▸ **Partes del ejercicio**
A) Indica si cada afirmación concuerda con el texto sobre la Iglesia y el mundo, respondiendo sí o no y citando literalmente las palabras del texto que lo deciden: (i) la Iglesia es tan creatura como cualquier otra institución; (ii) en los seminarios se forma a los presbíteros para aprender de los demás cristianos; (iii) las instituciones humanas no son revisables.
B) Retoma el texto sobre la Iglesia y el mundo y continúalo a partir de su última oración.

▸ **Texto proporcionado**
----

El caso es que precisamente esta separación lleva a la jerarquía católica, y a los presbíteros en particular, a oponer Iglesia y mundo como dos magnitudes, si no antagónicas, yuxtapuestas. Pero, ¿acaso la Iglesia no forma parte del mundo”? Sí lo es, en ambos sentidos de la palabra. Para la fe católica toda realidad es creada y, por tanto, buena. La Iglesia es tan creatura como cualquier otra institución. También se dice que una realidad humana es mundana en tanto falible y pecadora. Las piedras no pecan. Pero instituciones humanas, en cuanto obras de seres libres e imputables, pueden favorecer la comisión de pecados y, por tanto, son revisables y, para cumplir su función evangelizadora, deben reformarse de un modo parecido a como las personas han de convertirse. Si es necesario precisar el concepto, la Iglesia es aquella sección del mundo que ha creído en Jesucristo y lo trasmite a lo largo de los siglos, dando testimonio de él unas veces y un anti-testimonio otras.

Pues bien, la distinción Iglesia-mundo, cuando distribuye el bien y la verdad del lado de la Iglesia y el mal y la ignorancia del lado del mundo, entorpece gravemente anunciar el Evangelio a los contemporáneos. Una Iglesia que niega su propia realidad no anuncia el Evangelio. ¿Cómo pudiera serlo sin la mediación de todos los bautizados/as, sin exclusión? ¿Cómo pueden ser buena noticia para el común de los cristianos/as unas enseñanzas que no provienen ulteriormente de la experiencia de vida de ellos mismos? Los presbíteros en los seminarios son formados para educar, pero no para aprender de los demás cristianos.

----

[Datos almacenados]
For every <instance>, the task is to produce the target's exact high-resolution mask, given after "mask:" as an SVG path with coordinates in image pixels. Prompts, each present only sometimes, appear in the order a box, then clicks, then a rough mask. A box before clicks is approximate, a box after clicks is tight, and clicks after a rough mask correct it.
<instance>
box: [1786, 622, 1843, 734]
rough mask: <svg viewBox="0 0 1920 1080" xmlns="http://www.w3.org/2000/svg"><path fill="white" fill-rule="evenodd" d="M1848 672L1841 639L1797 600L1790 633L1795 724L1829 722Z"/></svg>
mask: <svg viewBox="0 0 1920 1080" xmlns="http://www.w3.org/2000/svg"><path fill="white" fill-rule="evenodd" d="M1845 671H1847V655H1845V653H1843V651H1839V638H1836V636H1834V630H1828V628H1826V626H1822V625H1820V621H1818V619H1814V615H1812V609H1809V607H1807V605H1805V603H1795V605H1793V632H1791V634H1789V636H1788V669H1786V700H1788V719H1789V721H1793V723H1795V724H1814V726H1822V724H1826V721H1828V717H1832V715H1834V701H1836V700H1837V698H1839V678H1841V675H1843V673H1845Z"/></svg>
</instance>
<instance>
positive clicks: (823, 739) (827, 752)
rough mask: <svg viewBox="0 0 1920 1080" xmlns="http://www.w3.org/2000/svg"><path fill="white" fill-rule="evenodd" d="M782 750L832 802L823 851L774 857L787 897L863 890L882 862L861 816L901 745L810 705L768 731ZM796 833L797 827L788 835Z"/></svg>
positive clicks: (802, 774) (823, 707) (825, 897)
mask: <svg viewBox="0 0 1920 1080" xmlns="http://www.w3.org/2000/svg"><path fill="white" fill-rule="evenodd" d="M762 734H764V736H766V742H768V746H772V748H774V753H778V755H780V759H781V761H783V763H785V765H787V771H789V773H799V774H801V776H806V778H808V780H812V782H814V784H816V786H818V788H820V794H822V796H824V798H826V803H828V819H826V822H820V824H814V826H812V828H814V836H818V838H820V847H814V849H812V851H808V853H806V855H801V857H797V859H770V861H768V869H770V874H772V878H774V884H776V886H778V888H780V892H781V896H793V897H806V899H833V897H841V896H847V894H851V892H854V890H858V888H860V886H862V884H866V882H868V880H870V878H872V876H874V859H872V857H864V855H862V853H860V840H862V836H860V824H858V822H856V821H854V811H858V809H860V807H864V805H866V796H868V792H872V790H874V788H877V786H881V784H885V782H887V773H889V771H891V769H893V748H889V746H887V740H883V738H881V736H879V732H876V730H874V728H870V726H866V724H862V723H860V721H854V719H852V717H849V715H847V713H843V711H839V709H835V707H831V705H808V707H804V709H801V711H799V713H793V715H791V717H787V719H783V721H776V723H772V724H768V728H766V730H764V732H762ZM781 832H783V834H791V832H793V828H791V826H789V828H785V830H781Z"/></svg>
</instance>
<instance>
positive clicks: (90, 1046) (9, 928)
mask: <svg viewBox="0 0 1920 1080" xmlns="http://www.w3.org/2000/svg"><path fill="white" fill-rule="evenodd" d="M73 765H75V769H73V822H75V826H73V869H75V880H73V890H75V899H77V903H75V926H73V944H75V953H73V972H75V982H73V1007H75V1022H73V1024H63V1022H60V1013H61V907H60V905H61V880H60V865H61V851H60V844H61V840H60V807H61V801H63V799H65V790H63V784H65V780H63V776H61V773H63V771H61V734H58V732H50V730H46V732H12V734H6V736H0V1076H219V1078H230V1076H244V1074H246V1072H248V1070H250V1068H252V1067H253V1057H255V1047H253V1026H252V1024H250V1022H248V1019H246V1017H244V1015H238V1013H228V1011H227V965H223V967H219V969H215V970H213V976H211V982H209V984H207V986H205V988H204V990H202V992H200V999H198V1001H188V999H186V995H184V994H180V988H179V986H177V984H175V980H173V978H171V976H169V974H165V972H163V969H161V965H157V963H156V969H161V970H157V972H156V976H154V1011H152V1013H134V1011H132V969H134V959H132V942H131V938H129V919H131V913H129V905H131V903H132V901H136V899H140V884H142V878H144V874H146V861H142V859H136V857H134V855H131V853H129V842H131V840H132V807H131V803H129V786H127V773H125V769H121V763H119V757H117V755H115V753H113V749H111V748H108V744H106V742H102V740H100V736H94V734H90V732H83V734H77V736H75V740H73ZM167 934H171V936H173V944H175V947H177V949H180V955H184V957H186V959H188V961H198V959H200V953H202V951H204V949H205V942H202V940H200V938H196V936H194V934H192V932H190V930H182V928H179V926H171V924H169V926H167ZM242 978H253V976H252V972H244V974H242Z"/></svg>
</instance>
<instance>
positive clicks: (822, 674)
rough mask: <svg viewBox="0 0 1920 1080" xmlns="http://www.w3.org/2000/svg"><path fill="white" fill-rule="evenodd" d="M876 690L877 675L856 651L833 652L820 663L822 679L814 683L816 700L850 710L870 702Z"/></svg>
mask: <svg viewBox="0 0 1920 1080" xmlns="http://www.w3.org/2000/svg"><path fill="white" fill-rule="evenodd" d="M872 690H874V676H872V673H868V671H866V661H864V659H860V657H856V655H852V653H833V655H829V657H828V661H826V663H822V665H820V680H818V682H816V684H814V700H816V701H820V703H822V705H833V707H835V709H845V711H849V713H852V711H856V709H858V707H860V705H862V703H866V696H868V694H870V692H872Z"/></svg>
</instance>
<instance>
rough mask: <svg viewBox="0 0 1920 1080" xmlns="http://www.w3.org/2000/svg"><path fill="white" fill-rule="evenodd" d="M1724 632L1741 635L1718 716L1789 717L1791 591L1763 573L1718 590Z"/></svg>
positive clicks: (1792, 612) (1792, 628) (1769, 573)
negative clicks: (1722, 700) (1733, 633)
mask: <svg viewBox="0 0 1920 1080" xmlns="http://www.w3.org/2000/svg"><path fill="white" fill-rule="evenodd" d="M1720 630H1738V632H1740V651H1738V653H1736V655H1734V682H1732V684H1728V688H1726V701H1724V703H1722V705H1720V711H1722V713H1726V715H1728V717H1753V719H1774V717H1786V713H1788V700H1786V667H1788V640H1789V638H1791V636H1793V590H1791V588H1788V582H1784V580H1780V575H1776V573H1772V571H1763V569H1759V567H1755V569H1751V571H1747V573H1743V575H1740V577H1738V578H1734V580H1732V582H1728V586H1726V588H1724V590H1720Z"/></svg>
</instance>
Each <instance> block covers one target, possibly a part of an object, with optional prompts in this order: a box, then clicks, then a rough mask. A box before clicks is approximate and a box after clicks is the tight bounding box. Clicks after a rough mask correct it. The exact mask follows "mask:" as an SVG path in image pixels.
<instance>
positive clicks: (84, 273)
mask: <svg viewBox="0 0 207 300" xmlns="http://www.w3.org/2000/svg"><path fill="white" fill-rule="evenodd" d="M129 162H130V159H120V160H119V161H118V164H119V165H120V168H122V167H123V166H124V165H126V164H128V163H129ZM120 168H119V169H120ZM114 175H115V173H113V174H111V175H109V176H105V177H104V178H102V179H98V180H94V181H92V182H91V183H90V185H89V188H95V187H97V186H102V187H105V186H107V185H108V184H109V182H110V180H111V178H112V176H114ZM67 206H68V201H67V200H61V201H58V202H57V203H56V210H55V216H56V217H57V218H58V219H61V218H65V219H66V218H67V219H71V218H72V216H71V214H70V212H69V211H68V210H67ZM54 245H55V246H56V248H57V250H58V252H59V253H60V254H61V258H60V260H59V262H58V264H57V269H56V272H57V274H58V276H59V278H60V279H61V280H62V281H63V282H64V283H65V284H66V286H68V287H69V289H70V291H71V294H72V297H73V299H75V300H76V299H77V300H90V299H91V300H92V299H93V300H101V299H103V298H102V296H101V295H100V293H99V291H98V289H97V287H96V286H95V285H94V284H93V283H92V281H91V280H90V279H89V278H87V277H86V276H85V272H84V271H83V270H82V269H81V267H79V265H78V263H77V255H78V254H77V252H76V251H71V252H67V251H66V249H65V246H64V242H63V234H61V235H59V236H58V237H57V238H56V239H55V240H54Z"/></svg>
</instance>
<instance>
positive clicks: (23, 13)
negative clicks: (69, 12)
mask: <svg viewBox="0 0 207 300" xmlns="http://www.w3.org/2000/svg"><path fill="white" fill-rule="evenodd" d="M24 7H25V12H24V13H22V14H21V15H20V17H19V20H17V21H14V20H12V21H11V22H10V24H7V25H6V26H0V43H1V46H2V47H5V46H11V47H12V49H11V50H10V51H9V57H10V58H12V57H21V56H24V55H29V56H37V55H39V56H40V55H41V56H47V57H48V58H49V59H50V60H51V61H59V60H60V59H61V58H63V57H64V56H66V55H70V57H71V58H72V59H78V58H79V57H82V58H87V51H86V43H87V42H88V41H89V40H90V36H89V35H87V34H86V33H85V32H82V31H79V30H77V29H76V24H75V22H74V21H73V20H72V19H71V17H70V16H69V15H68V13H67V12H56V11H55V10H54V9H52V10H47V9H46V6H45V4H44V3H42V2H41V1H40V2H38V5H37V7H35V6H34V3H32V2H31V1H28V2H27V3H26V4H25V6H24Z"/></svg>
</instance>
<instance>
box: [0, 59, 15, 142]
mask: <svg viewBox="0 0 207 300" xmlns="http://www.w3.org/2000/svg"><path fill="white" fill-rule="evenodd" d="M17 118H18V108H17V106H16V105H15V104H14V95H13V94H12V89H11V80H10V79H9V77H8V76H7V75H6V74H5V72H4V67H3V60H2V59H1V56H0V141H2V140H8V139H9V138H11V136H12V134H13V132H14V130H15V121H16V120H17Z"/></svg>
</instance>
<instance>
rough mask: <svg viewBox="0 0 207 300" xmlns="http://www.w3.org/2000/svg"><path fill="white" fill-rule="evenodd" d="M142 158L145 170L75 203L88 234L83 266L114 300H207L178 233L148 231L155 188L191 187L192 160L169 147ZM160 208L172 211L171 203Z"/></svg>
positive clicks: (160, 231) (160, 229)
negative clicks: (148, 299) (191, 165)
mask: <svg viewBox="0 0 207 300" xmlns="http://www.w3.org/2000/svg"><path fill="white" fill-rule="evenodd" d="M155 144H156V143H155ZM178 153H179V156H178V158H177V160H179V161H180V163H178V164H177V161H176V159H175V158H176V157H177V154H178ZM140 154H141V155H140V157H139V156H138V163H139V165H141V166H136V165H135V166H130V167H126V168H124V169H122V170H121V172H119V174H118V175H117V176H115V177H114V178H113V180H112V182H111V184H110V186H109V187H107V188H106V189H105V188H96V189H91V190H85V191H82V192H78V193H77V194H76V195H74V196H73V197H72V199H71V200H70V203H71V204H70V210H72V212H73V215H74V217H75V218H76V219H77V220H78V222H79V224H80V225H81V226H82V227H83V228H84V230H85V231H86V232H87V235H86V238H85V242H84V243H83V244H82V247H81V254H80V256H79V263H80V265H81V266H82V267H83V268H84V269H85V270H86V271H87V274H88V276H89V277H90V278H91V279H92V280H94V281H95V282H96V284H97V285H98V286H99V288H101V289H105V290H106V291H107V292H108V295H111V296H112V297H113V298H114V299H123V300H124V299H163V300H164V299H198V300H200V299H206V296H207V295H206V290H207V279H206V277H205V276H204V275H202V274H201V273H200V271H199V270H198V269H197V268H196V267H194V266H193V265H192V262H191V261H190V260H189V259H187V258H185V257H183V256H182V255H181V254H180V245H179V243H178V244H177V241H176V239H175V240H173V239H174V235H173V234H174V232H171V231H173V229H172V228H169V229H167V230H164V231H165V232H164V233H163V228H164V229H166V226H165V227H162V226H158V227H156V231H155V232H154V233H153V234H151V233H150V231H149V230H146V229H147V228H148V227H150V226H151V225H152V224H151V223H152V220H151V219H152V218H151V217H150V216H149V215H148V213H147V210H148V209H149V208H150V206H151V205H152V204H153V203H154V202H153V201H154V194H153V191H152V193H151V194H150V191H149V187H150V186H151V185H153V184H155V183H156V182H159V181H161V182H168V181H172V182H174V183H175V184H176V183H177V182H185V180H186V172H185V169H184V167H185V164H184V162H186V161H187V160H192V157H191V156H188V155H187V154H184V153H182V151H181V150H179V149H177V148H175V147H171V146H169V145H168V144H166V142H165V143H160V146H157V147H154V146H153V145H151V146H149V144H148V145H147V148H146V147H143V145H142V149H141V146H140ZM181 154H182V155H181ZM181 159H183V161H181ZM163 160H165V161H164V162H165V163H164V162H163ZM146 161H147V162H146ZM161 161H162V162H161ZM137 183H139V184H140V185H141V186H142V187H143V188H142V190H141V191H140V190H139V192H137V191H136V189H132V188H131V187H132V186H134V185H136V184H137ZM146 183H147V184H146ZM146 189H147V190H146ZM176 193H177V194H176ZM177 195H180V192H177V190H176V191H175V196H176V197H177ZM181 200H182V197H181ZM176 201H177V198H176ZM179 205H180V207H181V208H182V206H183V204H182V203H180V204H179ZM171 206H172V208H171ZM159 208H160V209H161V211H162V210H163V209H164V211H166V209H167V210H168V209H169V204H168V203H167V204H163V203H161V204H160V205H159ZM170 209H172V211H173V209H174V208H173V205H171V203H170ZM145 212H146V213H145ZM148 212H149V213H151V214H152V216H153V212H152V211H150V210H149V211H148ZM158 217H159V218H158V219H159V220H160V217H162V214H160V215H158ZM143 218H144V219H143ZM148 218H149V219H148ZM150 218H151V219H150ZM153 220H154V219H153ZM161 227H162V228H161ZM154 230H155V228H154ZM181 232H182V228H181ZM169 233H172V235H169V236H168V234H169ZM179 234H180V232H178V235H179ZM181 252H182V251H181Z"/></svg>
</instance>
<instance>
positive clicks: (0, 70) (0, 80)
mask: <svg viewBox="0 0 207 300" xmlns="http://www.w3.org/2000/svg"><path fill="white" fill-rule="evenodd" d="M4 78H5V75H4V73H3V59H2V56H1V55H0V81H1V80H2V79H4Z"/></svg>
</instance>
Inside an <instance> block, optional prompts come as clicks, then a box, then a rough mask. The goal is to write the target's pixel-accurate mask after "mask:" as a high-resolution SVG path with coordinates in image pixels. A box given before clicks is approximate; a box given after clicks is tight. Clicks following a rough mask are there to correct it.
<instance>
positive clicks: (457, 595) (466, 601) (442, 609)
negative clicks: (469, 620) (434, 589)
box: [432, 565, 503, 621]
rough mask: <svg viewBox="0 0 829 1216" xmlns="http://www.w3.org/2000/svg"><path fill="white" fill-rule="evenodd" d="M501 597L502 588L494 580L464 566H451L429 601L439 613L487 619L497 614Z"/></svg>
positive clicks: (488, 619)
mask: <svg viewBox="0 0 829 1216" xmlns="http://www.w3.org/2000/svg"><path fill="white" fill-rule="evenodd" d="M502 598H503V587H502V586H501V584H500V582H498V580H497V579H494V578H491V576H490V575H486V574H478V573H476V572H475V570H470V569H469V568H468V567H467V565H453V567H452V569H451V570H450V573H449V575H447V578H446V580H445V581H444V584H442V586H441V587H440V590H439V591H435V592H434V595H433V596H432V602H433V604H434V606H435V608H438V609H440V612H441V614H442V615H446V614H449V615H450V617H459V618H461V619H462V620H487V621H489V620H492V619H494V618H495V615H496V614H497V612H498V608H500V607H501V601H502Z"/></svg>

----

▸ **Resultados por tarea**
A)
(i) Sí: "La Iglesia es tan creatura como cualquier otra institución."
(ii) No: "Los presbíteros en los seminarios son formados para educar, pero no para aprender de los demás cristianos."
(iii) No: "pueden favorecer la comisión de pecados y, por tanto, son revisables"

B)
En el postconcilio esta situación tiene como ícono Humanae vitae que prohibió el recurso a medios artificiales de fecundidad y, además, demandó que todas las relaciones sexuales entre los esposos estuvieran abiertas a la procreación. Nadie puede decir hoy que esta encíclica haya sido recibida por el Pueblo de Dios. No la ha aceptado el laicado. Más bien, la ha rechazado ampliamente. El documento pontificio lamentablemente ha provocado la fuga de muchas mujeres de su Iglesia. Otras han permanecido en ella, pero a costa de enormes angustias. Las nuevas generaciones la desconocen. Este fracaso magisterial no se subsana entregando a los esposos la interpretación de la encíclica. Esta, además, constituye un candado doctrinal que impide a los agentes pastorales orientar a los jóvenes y a las personas homosexuales, y de otras formas de ser pareja.

Tampoco el Vaticano II, concilio extraordinariamente renovador, hizo las innovaciones doctrinales suficientes para desmontar la versión sacerdotal de la Iglesia. El Concilio impulsó reformas mayores. Niveló la relación entre los ministros y los fieles al considerar el bautismo como común denominador; puso a la jerarquía eclesiástica al servicio del Pueblo de Dios; reconoció al amor como principio de redención absoluto para todos los seres humanos; impulsó un diálogo Iglesia-mundo, pudiendo y debiendo aprender ella de este, y no solo enseñarle. Pero, por otra parte, el Vaticano II puso estas innovaciones en manos de los mismos sacerdotes, los celebrantes de la Eucaristía considerada la cumbre y la fuente de la vida de la Iglesia, es decir, los varones que han continuado separando y creyendo administrar lo sagrado y lo profano. Los decretos conciliares sobre el sacerdocio (Presbiterorum ordinis) y su formación (Optatam totius) han constituido un progreso pero, al no ir lo bastante lejos en la superación de aquella separación, la reforma impulsada ha quedado a medio camino, lo cual, a la vez, ha facilitado regresiones muy lamentables como lo ha sido una re-sacralización de los ministros y nuevos alejamientos en su relación con los y las católicas.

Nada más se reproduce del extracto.